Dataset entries
◇ ◇ ◇ ◇ ◇ ◇ ◇

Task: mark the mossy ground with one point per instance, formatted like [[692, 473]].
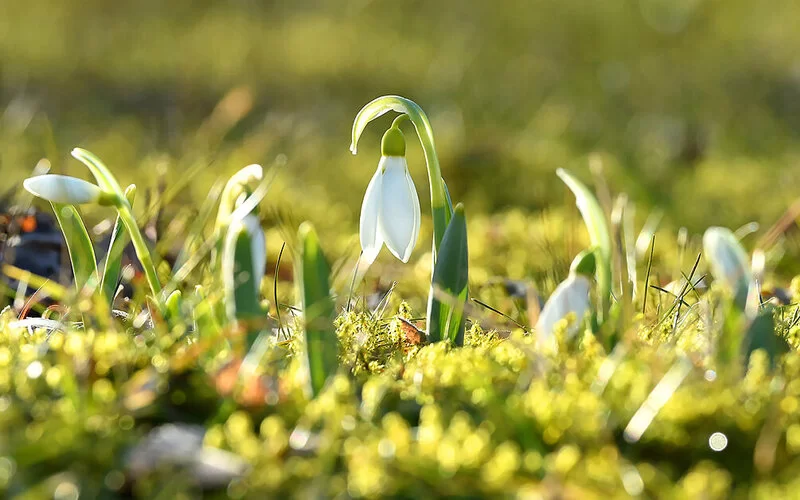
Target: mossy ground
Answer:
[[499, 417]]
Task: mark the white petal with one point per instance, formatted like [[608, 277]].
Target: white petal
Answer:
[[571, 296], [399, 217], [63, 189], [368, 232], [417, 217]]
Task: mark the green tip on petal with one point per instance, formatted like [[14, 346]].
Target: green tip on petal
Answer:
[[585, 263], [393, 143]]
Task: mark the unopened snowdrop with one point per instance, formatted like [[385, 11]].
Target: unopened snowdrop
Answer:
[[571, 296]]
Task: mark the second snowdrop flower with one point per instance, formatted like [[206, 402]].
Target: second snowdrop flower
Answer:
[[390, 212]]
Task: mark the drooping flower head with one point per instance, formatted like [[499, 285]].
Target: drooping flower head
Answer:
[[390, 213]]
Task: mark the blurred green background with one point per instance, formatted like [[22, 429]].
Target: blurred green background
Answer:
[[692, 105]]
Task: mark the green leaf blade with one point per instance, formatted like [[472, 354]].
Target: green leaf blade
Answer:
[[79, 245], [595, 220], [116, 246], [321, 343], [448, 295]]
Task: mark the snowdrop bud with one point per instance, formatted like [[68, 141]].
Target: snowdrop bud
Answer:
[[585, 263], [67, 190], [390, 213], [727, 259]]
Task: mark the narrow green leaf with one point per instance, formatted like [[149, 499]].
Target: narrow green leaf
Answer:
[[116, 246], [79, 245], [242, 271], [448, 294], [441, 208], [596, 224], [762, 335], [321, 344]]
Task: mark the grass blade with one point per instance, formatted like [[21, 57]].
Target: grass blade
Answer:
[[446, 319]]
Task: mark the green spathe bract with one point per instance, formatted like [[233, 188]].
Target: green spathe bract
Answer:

◇ ◇ ◇ ◇ ◇ ◇ ◇

### SET TASK
Rewrite everything from the line containing "Task: mark the unopened" down to the line containing "[[390, 212]]", with the task lines included. Offset each answer coordinate by 118, but leave the sample coordinates in the task lines unchanged.

### FULL ANSWER
Task: mark the unopened snowdrop with one point per instance, formatted like [[385, 11]].
Target: unopened snowdrop
Answer:
[[689, 414]]
Task: mark the second snowdrop flower with one point per instance, formatted like [[206, 402]].
Target: second snowdrop flower
Answer:
[[508, 330]]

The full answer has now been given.